## The exercise
Recast the listing as a JSON list of strings, one string per line, from its first line through the line with "top-left (42, 0), bottom-right (267, 95)", both ends included. Leave out the picture and any blank lines.

== Data shown

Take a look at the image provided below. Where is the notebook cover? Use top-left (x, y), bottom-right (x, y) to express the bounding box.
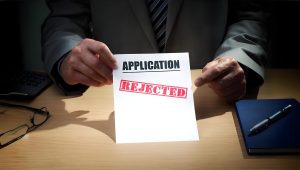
top-left (235, 99), bottom-right (300, 154)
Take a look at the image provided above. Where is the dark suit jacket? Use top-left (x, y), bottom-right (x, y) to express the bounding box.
top-left (42, 0), bottom-right (267, 95)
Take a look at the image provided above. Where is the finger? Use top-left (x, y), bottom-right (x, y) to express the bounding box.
top-left (73, 71), bottom-right (104, 87)
top-left (81, 48), bottom-right (112, 84)
top-left (194, 60), bottom-right (227, 87)
top-left (86, 39), bottom-right (117, 69)
top-left (74, 60), bottom-right (108, 84)
top-left (209, 75), bottom-right (246, 101)
top-left (210, 67), bottom-right (245, 90)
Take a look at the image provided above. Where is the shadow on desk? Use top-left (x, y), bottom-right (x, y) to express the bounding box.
top-left (29, 88), bottom-right (115, 142)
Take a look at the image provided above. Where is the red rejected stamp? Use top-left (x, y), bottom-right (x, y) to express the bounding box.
top-left (119, 80), bottom-right (188, 98)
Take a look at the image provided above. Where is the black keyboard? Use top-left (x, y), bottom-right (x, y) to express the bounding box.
top-left (0, 70), bottom-right (52, 99)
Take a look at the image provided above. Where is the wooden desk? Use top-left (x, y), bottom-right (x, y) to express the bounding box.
top-left (0, 69), bottom-right (300, 170)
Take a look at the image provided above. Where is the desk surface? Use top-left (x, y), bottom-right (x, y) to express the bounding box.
top-left (0, 69), bottom-right (300, 170)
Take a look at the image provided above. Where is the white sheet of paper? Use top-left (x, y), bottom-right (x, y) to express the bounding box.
top-left (113, 53), bottom-right (199, 143)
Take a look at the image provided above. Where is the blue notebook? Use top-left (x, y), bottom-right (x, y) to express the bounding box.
top-left (235, 99), bottom-right (300, 154)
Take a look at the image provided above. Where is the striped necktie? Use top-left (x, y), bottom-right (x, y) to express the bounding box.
top-left (148, 0), bottom-right (168, 52)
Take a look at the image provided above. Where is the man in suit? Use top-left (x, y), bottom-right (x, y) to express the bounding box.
top-left (42, 0), bottom-right (267, 102)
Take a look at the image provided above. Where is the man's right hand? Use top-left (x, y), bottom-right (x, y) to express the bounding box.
top-left (60, 39), bottom-right (117, 86)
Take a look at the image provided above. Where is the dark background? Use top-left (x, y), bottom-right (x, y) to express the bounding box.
top-left (0, 0), bottom-right (300, 73)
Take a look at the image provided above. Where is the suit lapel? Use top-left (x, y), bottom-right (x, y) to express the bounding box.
top-left (166, 0), bottom-right (183, 42)
top-left (129, 0), bottom-right (158, 51)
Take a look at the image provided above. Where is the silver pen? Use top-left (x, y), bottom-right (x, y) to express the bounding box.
top-left (248, 104), bottom-right (292, 136)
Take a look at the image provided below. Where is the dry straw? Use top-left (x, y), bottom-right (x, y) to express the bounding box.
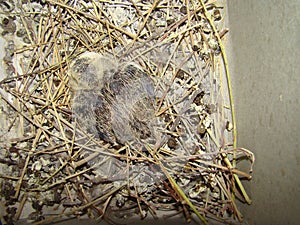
top-left (0, 0), bottom-right (254, 224)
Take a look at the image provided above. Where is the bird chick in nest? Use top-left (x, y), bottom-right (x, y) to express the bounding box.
top-left (69, 52), bottom-right (156, 144)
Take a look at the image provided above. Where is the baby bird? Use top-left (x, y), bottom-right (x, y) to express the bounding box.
top-left (69, 52), bottom-right (155, 144)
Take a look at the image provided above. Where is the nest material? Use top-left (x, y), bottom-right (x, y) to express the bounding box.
top-left (0, 0), bottom-right (254, 224)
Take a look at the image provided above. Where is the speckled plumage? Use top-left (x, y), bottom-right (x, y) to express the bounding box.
top-left (70, 52), bottom-right (155, 144)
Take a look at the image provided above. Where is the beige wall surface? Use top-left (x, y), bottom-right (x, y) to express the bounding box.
top-left (228, 0), bottom-right (300, 225)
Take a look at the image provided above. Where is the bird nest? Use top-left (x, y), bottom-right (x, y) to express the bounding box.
top-left (0, 0), bottom-right (254, 224)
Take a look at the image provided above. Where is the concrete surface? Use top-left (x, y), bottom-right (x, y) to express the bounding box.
top-left (228, 0), bottom-right (300, 225)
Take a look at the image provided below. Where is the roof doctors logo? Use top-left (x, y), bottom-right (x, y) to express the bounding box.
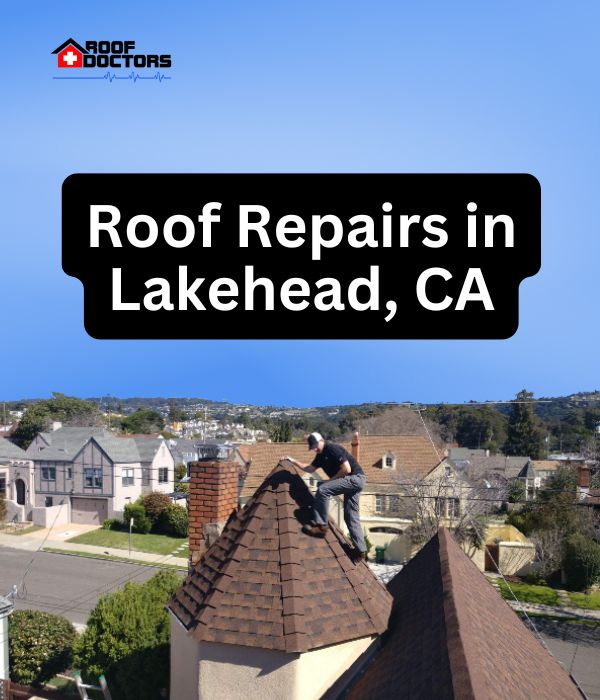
top-left (52, 39), bottom-right (172, 83)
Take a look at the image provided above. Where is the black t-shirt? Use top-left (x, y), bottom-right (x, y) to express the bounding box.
top-left (312, 442), bottom-right (364, 479)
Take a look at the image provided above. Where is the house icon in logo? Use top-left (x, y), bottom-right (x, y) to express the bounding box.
top-left (52, 39), bottom-right (89, 68)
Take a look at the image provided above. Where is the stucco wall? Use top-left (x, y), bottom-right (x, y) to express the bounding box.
top-left (32, 499), bottom-right (70, 527)
top-left (170, 616), bottom-right (372, 700)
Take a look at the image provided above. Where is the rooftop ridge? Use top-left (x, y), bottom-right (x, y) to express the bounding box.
top-left (169, 460), bottom-right (391, 653)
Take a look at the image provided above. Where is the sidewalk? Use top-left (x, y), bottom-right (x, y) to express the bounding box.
top-left (0, 524), bottom-right (188, 569)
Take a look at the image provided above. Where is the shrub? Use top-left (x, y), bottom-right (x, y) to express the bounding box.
top-left (74, 571), bottom-right (181, 700)
top-left (102, 518), bottom-right (123, 530)
top-left (8, 610), bottom-right (77, 686)
top-left (123, 503), bottom-right (152, 535)
top-left (158, 503), bottom-right (188, 537)
top-left (563, 535), bottom-right (600, 591)
top-left (142, 491), bottom-right (171, 527)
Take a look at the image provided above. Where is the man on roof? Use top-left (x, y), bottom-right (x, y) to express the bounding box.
top-left (287, 433), bottom-right (367, 561)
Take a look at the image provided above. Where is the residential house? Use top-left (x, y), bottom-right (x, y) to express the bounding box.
top-left (237, 433), bottom-right (468, 561)
top-left (0, 438), bottom-right (33, 521)
top-left (169, 462), bottom-right (581, 700)
top-left (27, 427), bottom-right (174, 524)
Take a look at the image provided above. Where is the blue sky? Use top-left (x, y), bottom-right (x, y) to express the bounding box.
top-left (0, 0), bottom-right (600, 406)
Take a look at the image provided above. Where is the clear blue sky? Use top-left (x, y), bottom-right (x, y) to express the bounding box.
top-left (0, 0), bottom-right (600, 406)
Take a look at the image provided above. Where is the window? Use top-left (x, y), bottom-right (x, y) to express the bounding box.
top-left (42, 467), bottom-right (56, 481)
top-left (375, 496), bottom-right (400, 513)
top-left (83, 468), bottom-right (102, 489)
top-left (382, 452), bottom-right (396, 469)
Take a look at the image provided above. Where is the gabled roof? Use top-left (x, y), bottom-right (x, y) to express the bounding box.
top-left (0, 438), bottom-right (27, 459)
top-left (169, 461), bottom-right (391, 652)
top-left (344, 529), bottom-right (581, 700)
top-left (238, 435), bottom-right (440, 497)
top-left (52, 39), bottom-right (89, 53)
top-left (26, 426), bottom-right (111, 462)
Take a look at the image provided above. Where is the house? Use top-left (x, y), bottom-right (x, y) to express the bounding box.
top-left (237, 433), bottom-right (454, 561)
top-left (52, 39), bottom-right (89, 68)
top-left (0, 438), bottom-right (33, 521)
top-left (168, 461), bottom-right (581, 700)
top-left (26, 427), bottom-right (175, 525)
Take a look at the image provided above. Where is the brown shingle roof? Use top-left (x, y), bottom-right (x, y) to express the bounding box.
top-left (242, 435), bottom-right (440, 497)
top-left (169, 462), bottom-right (391, 652)
top-left (347, 530), bottom-right (581, 700)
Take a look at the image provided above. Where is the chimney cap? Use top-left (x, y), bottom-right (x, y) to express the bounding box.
top-left (194, 442), bottom-right (234, 462)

====

## Written response
[
  "Take a look at the image provided below. Where is the notebook cover? Use top-left (x, y), bottom-right (x, y) to express the bounding box.",
  "top-left (235, 99), bottom-right (300, 154)",
  "Take a look at the image provided above. Where is the dark suit jacket? Use top-left (x, y), bottom-right (x, y) to express the bounding box.",
  "top-left (42, 0), bottom-right (267, 95)"
]